* **WHAT YOU ARE ASKED TO DO**:
Count the lines in the records below that contain the string "slope", treating uppercase and lowercase letters as different, and give only the number.
● ● ● ● ● ● ●
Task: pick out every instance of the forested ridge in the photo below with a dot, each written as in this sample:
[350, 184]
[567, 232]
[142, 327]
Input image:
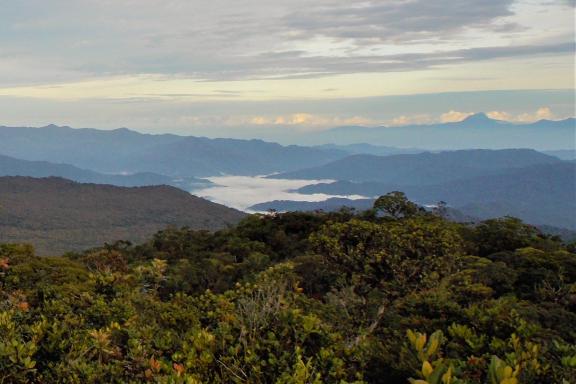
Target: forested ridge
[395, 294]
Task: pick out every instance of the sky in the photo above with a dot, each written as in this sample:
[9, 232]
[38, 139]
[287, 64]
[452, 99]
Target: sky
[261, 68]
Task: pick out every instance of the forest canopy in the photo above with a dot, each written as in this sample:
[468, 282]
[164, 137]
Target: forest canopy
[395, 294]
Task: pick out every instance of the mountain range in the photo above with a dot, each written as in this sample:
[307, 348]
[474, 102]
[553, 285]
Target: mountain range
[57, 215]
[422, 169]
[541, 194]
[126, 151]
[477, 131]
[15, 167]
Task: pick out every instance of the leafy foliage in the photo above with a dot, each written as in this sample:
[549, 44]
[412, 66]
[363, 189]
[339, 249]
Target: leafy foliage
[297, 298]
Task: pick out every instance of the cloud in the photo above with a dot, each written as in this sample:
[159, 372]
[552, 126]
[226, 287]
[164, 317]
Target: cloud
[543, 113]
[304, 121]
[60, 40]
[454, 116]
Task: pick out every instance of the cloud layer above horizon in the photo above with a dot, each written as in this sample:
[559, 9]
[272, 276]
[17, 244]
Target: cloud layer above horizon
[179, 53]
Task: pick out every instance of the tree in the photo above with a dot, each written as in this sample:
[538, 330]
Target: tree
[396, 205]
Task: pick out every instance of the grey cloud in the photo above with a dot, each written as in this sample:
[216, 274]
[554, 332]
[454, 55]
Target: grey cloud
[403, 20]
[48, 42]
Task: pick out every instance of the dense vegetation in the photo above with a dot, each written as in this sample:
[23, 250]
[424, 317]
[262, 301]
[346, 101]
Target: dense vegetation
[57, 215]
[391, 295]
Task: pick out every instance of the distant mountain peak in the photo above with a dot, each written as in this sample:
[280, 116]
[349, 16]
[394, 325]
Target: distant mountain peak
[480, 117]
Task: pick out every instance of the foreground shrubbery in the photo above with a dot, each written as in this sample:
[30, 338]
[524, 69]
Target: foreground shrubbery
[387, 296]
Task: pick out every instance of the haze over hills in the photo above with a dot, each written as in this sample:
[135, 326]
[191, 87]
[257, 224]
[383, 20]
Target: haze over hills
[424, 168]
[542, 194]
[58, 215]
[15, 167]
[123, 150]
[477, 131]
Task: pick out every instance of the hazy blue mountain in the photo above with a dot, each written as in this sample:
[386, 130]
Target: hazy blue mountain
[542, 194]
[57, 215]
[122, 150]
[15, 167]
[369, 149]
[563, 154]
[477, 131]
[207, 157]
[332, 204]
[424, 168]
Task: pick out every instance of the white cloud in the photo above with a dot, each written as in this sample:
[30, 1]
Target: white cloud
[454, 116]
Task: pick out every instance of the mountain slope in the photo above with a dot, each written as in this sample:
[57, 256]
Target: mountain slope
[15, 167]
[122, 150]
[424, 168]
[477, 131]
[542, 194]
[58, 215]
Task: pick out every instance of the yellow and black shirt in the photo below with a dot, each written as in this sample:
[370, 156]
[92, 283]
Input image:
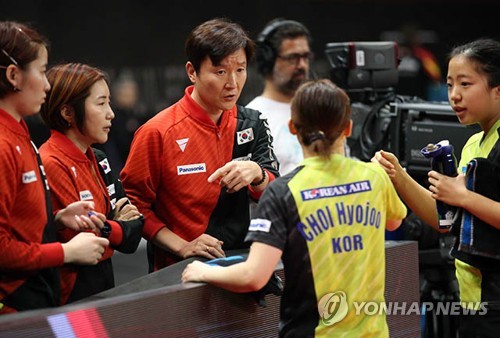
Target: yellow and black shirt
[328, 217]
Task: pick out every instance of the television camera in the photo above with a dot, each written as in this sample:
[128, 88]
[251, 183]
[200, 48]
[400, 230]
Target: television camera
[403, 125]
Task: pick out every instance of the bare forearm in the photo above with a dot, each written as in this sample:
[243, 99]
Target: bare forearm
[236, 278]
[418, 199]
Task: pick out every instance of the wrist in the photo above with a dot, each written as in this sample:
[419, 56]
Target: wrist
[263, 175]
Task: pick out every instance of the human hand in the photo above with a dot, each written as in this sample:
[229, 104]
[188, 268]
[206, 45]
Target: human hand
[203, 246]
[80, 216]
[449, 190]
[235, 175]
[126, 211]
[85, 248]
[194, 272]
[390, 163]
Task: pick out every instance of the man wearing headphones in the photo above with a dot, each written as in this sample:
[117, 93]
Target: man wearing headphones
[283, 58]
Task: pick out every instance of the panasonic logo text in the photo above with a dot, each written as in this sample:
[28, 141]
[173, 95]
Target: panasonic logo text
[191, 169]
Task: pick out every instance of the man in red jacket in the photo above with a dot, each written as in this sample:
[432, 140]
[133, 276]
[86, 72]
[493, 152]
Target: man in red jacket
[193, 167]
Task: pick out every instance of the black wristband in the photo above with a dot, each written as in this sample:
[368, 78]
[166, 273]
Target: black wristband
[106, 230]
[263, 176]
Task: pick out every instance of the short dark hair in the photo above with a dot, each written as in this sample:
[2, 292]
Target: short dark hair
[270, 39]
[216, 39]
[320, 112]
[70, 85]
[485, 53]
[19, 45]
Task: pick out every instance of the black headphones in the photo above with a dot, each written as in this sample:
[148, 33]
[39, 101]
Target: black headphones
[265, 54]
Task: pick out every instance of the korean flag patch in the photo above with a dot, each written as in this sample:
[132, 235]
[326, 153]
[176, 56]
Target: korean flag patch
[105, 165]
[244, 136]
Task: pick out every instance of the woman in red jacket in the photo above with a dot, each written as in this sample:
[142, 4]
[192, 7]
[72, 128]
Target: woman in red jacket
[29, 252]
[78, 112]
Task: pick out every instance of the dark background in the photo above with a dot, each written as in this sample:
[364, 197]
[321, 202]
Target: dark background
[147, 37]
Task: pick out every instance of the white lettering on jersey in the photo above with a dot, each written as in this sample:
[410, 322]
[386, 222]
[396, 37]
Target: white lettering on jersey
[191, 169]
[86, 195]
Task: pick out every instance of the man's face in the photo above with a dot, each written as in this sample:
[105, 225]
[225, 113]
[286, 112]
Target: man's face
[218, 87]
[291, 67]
● ● ● ● ● ● ●
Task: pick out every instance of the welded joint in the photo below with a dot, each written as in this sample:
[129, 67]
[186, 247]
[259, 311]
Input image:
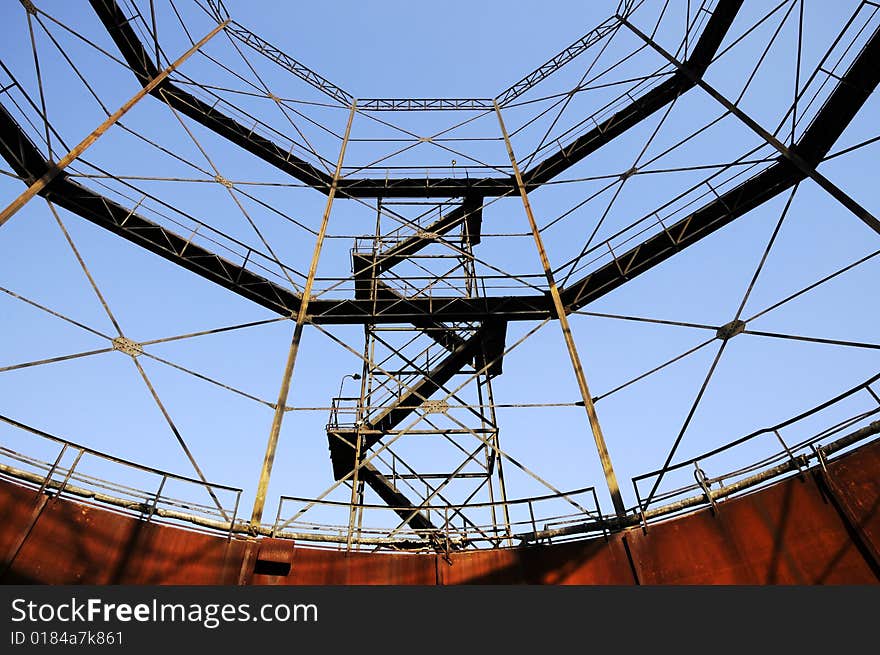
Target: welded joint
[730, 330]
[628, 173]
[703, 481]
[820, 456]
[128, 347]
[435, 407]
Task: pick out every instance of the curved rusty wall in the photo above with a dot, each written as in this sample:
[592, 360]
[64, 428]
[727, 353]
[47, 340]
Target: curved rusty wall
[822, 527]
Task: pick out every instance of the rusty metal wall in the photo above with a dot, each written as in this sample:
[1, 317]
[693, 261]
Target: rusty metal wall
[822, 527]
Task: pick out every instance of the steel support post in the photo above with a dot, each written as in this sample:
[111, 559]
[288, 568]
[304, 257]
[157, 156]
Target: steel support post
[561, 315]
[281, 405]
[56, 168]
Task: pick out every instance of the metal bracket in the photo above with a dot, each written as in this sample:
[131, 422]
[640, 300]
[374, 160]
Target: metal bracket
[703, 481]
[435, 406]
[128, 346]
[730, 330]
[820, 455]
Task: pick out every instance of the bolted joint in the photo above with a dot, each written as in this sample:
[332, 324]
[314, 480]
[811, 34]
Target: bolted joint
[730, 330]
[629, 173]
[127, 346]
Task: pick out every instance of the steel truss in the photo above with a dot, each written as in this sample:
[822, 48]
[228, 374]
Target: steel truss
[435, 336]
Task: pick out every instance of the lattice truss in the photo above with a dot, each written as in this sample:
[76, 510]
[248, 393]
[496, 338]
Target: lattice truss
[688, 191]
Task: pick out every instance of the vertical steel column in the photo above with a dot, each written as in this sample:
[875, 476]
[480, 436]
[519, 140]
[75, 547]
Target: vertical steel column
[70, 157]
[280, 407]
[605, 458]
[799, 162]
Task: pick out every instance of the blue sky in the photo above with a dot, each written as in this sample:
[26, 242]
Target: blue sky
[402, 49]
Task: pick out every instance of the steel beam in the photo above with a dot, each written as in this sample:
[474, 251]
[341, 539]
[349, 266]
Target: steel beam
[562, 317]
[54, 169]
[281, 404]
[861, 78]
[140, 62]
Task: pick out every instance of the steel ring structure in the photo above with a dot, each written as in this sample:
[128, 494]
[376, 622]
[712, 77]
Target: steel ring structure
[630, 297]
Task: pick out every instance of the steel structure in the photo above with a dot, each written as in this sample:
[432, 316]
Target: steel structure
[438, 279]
● ● ● ● ● ● ●
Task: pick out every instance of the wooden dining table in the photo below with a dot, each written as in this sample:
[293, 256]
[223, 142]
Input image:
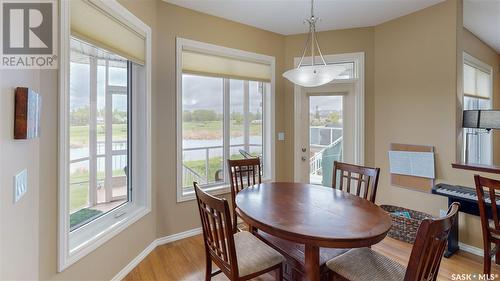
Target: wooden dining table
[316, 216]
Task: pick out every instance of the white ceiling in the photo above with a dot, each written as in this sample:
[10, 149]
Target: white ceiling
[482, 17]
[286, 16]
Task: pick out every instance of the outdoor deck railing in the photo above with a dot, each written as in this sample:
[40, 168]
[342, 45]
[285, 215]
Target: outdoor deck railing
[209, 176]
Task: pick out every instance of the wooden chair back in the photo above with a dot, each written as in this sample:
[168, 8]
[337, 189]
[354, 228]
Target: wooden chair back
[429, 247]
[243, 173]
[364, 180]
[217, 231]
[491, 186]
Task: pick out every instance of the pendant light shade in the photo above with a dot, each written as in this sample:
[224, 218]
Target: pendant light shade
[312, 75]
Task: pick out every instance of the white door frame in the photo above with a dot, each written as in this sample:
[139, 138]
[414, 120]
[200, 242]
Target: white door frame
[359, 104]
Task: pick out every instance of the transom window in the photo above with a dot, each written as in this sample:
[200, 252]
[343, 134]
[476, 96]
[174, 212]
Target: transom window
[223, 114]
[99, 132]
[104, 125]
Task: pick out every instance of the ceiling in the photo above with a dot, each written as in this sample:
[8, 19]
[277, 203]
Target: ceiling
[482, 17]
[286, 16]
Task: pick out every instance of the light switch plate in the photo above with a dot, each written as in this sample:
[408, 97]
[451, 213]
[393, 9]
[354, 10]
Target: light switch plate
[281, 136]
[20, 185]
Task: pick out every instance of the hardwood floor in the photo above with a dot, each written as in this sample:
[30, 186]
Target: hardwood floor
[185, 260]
● ● ● ● ● ● ●
* **RESULT OF THE TASK**:
2